### [Extrait fourni]
──────
L’argument "l’Etat en tant qu’actionnaire doit pouvoir nommer le président de l’audiovisuel public" est une manipulation de plus pour contrôler un levier de plus.

Le pire dans cette attitude ? Dans ce mode de gouvernance ? C’est de croire que les Français sont crédules au point de céder aux sirènes d’une communication ou d’une propagande organisée. Le dernier sondage LH2 que nous avons cité dans un précédent article montre que l’appropriation des outils de communication ne fait pas oublier le vide sidéral de projet pour la France de demain. Notre président lui-même semble l’avouer lorsqu’il fait planer une incertitude sur le fait d’effectuer un autre mandat au terme du premier.

L’homme est heureux. Heureux de son poste, de son épouse, de ses amis. Rien ne doit pouvoir venir entacher ce bonheur, même pas un ou une journaliste de rédaction régionale.

Une fois qu’il aura réalisé tout ou (grande partie) de ses objectifs, il ne pourrait semble-t-il y avoir qu’une place de président du monde qui représenterait un challenge à sa hauteur.

Malheureusement pour lui et pour nous, la fonction reste à inventer. En attendant, il nous reste quatre ans pour découvrir les recettes et secrets de "Nicolas tout-puissant".

Crédit et copyright image

JIHO

 

 



8 réactions


  • tvargentine.com lerma 3 juillet 2008 10:23

    FRANCE TELEVISION pourrait etre un groupe privée aujourd’hui !

    Pourquoi devrions nous accepter de financer ce groupe pour produire autant de mauvaise qualité particulièrement sur FRANCE 2 et FRANCE 3

    La qualité devrait être à l’image de FRANCE 5 et FRANCE 4

    Le choix de la publicité et de l’organisation que cela entraine dans une société déphase complétement l’objectif de produire une télévision publique de qualité

    Aujourd’hui à FRANCE2 le choix c’est le ratio "part de marché publicitaire" et non le citoyen qui verse une redevance

    Remettre la notion de service publique et produire des programmes qualité cela existe et nous le voyons sur FRANCE 5,sur ARTE et sur FRANCE4 sans que cela ne coute beaucoup d’argent

    Visiblement vous n’aimez pas le Président,libre à vous mais vous devriez éviter d’écrire autant de propagande anti-sarkozy car même les gens qui ne partagent pas les idées du Président ne pensent pas
    comme vous


    • Jean Claude BENARD Jean Claude BENARD 3 juillet 2008 10:33

      Dieu merci. J’ai eu le baptême du Lerma du jour !!!
──────
### [Données disponibles]

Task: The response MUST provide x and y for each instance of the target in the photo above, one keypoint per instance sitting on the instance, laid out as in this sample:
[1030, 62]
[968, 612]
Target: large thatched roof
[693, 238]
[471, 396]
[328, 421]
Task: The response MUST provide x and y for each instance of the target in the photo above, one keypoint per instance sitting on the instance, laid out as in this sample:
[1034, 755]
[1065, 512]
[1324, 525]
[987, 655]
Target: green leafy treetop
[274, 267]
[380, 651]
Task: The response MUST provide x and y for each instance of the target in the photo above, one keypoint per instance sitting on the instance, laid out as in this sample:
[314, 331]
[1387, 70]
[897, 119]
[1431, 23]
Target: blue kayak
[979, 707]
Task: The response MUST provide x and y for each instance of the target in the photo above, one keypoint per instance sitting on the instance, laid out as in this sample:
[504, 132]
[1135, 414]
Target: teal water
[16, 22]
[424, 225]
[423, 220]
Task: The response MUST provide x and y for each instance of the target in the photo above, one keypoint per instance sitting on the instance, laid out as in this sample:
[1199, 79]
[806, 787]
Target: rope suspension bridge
──────
### [Exploration du contenu]
a) Répondez aux questions suivantes à partir de l'extrait :
(i) Quel institut a réalisé le dernier sondage cité par l'auteur ?
(ii) Selon l'auteur, combien de temps reste-t-il pour découvrir les recettes et secrets de « Nicolas tout-puissant » ?
(iii) Dans le commentaire publié le 3 juillet 2008 à 10:23, à l'image de quelles chaînes la qualité devrait-elle être ?
b) Rédigez la suite de l'extrait sur le contrôle présidentiel de l'audiovisuel public et les réactions des lecteurs, à partir de sa dernière phrase.
Les lignes de données n'interviennent en rien dans cet exercice.

### [Résultats par tâche]
a)
(i) LH2.
(ii) Quatre ans.
(iii) FRANCE 5 et FRANCE 4.

b)
      Bon, les autres peuvent commencer à commenter

      Au revoir Lerma


    • Traroth Traroth 3 juillet 2008 14:14

      "car même les gens qui ne partagent pas les idées du Président ne pensent pas
      comme vous" : Si !


    • Vieux Sachem 4 juillet 2008 10:45

      @ Lerma
      Visiblement, vous souhaitez une télévision de service public avec des programmes qui n’intéresseront que l’élite comme France5 ; est-ce le but d’une société de service public de faire fuir son audience vers TF1 et M6 ?
      C’est peut-être ce que vise d’ailleurs votre vénéré Président bien-aimé !
      Les programmes actuels de France2 et France3 sont trés bien parce que "équilibrés". Assurément, cet équilibre ne vous plait pas, vous préférez "la voix de son maître". Rendez-nous SVP la"Chance aus Chansons" : il y a et il y aura de plus en plus de séniors en attente de distraction pour vivre leurs dernières années. Peut-être nous considérez-vous comme des "vieux cons" ? Je partage à ce sujet l’avis sensé de Brassens qui ne doit pas être votre copain, car il ne craint pas d’étaler sa vérité, notre vérité, votre vérité.


  • morice morice 3 juillet 2008 10:52

     la France est gérée comme une start-up !!! 


  • Traroth Traroth 3 juillet 2008 13:54

    "Malheureusement pour lui et pour nous, la fonction reste à inventer" : J’aurais dit "Malheureusement pour lui, mais heureusement pour nous"...


  • rocla (haddock) rocla (haddock) 3 juillet 2008 20:20

    Ca fait quand-même cinq commentaires ...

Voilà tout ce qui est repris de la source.